[Job A]: In the forum thread, list the usernames of everyone who posted a message, in the order they appear.

[Selected extract]:
-- START --

# hey yall



## Brandon (Jan 17, 2008)

Heya everyone! my name is brandon and i am from Edmond, Oklahoma. Right now i am hoping to become a large animal Veterinarian (hope i spelled that right becuase if i didn't i would feel pretty stupid) so i can work with horses and etc. I am 18 years old and i love horses. I know alittle bit about horses, not as much as i would like. I never had a horse nor have the money to lease one at the moment, me and my family have always been poor. My mom works her butt off to keep the house we are in.

I am hopin to get to know all of you and make some friends. Also i would like to learn as much as i can from the community about horses. 

thanks,
Brandon


----------



## PoptartShop (Jul 25, 2010)

Welcome to the Horse Forum, Brandon! 
Aw that's great you want to be a large animal vet, good for you!!!  Awesome!! 
Well have fun posting & don't hesitate to ask any questions; it's super nice here!


----------



## jazzyrider (Sep 16, 2007)

hi and welcome to the forum 

p.s. i had to edit the curse word out of your post. if you havent already, it may be a good idea to read through the forum rules 

hope you enjoy it here. theres heaps of friendly people and plenty to learn about horses 

oh and yeah, you spelt veterinarian right


----------



## buckaroo2010 (Nov 7, 2007)

Welcome to the HF brandon have fun on here the ppl are great!


----------

-- END --

[Raw data]:
-- START --

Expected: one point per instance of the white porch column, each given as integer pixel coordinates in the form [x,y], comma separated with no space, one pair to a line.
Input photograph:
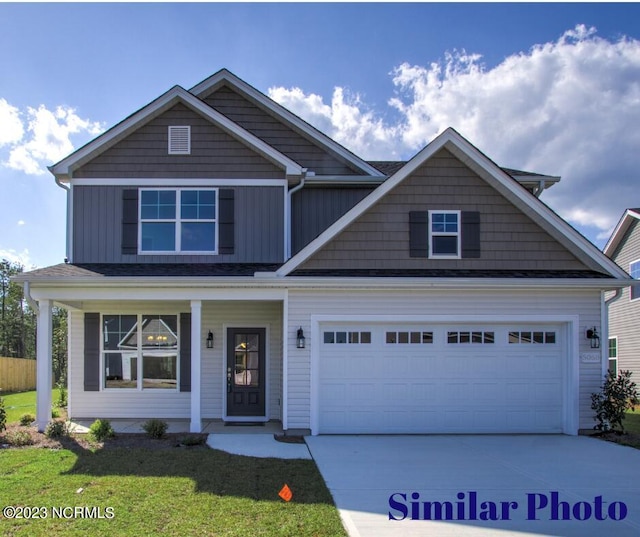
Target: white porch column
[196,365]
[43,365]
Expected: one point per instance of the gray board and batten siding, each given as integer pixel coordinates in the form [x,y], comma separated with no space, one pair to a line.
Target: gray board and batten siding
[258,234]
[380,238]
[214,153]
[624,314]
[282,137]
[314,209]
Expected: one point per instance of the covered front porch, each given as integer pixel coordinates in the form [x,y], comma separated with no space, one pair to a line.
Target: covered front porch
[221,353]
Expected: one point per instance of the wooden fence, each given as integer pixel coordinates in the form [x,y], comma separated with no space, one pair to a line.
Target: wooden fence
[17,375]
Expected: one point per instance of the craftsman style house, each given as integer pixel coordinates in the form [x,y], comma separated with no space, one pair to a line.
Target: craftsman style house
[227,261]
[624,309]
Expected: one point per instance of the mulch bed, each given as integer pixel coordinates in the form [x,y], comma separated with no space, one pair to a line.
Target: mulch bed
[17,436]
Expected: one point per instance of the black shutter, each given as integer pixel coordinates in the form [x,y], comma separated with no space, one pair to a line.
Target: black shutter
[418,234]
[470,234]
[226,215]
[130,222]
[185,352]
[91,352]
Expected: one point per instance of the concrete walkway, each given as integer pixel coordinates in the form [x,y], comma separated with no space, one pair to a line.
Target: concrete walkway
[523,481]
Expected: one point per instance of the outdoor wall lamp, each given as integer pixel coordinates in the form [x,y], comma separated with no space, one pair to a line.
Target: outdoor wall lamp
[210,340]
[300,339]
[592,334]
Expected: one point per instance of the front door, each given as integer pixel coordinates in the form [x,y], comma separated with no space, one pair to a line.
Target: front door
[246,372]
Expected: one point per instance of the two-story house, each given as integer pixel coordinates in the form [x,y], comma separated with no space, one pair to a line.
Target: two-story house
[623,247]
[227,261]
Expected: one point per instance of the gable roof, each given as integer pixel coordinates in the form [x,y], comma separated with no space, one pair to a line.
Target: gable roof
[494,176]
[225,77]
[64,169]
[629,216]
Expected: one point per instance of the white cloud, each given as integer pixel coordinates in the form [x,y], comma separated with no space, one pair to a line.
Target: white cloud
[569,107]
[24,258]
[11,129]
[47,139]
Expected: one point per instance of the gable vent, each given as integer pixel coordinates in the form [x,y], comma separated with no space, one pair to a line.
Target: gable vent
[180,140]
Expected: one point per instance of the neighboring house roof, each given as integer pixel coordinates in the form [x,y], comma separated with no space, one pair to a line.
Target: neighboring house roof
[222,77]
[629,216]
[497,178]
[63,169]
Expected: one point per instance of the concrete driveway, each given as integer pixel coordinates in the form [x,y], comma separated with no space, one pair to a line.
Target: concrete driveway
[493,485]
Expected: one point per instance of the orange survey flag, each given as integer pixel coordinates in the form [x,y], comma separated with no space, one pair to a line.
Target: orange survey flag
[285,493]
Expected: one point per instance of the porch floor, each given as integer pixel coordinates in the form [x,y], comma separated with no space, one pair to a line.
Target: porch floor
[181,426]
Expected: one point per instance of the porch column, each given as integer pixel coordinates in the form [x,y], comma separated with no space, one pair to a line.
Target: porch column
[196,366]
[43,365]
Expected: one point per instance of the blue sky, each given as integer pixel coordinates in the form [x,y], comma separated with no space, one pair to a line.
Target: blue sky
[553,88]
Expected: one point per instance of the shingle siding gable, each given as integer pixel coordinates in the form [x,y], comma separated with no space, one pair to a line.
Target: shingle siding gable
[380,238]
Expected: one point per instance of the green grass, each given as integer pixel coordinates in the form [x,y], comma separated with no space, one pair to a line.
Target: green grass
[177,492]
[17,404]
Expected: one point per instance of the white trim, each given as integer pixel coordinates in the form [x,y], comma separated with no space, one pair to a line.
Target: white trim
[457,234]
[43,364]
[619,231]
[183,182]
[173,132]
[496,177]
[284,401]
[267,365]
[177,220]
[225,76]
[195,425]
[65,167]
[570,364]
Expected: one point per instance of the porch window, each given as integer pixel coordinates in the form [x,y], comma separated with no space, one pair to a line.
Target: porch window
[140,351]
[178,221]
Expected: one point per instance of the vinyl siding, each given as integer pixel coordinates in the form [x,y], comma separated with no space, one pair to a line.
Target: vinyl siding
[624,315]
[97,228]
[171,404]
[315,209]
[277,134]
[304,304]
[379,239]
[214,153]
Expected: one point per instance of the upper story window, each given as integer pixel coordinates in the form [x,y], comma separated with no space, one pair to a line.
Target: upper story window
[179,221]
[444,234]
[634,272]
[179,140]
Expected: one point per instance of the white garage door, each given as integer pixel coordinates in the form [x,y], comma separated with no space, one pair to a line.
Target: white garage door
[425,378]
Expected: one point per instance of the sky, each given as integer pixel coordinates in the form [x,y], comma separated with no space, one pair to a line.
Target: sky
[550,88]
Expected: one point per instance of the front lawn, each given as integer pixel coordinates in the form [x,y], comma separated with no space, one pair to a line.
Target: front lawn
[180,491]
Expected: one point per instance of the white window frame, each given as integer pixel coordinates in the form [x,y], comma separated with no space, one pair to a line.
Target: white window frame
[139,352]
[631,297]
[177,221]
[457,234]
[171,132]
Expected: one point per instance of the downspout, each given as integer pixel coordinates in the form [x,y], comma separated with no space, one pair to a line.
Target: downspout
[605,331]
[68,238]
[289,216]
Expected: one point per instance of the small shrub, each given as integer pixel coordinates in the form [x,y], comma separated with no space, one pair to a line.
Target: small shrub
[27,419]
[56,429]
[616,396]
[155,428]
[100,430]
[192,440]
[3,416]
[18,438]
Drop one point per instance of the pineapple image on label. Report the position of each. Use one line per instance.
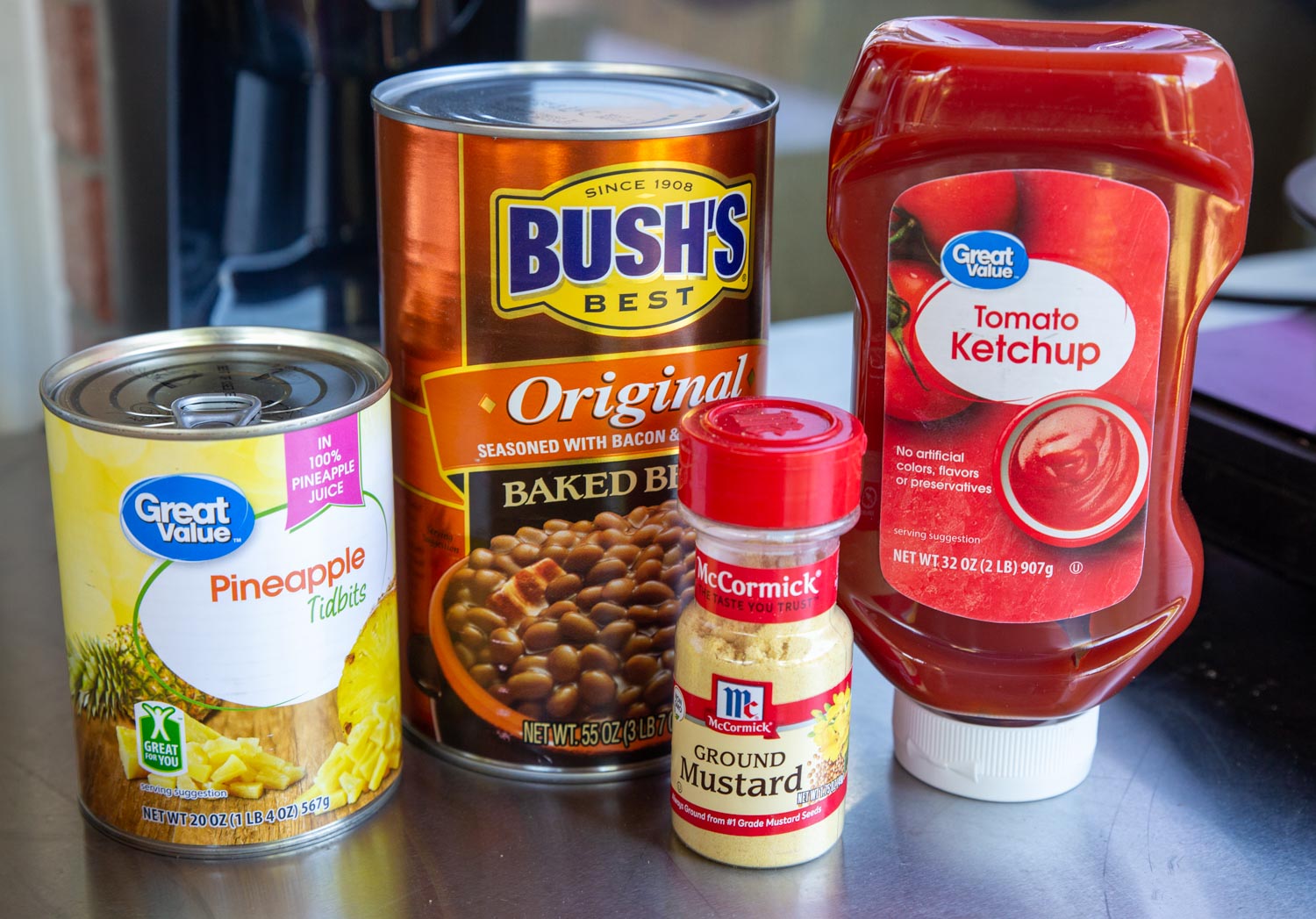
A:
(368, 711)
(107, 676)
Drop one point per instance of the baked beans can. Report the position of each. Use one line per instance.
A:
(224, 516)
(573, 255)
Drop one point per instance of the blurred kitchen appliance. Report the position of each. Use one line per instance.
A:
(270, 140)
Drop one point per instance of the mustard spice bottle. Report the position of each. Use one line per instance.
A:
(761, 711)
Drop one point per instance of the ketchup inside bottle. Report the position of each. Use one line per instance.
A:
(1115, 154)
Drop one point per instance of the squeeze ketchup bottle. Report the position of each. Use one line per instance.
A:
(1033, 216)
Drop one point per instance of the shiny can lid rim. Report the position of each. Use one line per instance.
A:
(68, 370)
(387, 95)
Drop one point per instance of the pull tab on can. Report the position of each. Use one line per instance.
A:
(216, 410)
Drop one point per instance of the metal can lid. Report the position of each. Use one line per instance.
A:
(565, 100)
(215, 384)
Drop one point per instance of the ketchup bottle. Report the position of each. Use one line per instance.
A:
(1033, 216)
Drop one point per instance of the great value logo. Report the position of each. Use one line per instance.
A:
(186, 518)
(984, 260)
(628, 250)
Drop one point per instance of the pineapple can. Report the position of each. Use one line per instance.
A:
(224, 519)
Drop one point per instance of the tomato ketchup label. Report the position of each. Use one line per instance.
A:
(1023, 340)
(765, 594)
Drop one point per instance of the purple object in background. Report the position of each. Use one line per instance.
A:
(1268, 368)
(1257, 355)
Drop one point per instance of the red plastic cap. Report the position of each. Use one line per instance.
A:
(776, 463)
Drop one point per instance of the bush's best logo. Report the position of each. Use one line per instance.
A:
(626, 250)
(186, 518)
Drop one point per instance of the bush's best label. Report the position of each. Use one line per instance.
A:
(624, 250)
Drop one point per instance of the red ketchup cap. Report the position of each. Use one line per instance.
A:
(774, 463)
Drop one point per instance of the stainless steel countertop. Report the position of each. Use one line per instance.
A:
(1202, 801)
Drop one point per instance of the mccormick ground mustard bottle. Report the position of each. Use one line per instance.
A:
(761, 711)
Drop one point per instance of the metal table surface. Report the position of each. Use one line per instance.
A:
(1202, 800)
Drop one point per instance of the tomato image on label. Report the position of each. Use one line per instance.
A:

-- END --

[Job B]: From the records, copy out the lines beginning with the line that contains "Drop one point per instance of the red ketchup" and continuing through the line that contains "(1202, 801)", keeping both of those lines.

[Task result A]:
Brandon
PoptartShop
jazzyrider
buckaroo2010

[Task result B]:
Drop one point per instance of the red ketchup cap. Report the position of each. Use one line per instance.
A:
(774, 463)
Drop one point per instance of the stainless steel countertop. Report the position of each. Use one line per instance.
A:
(1202, 801)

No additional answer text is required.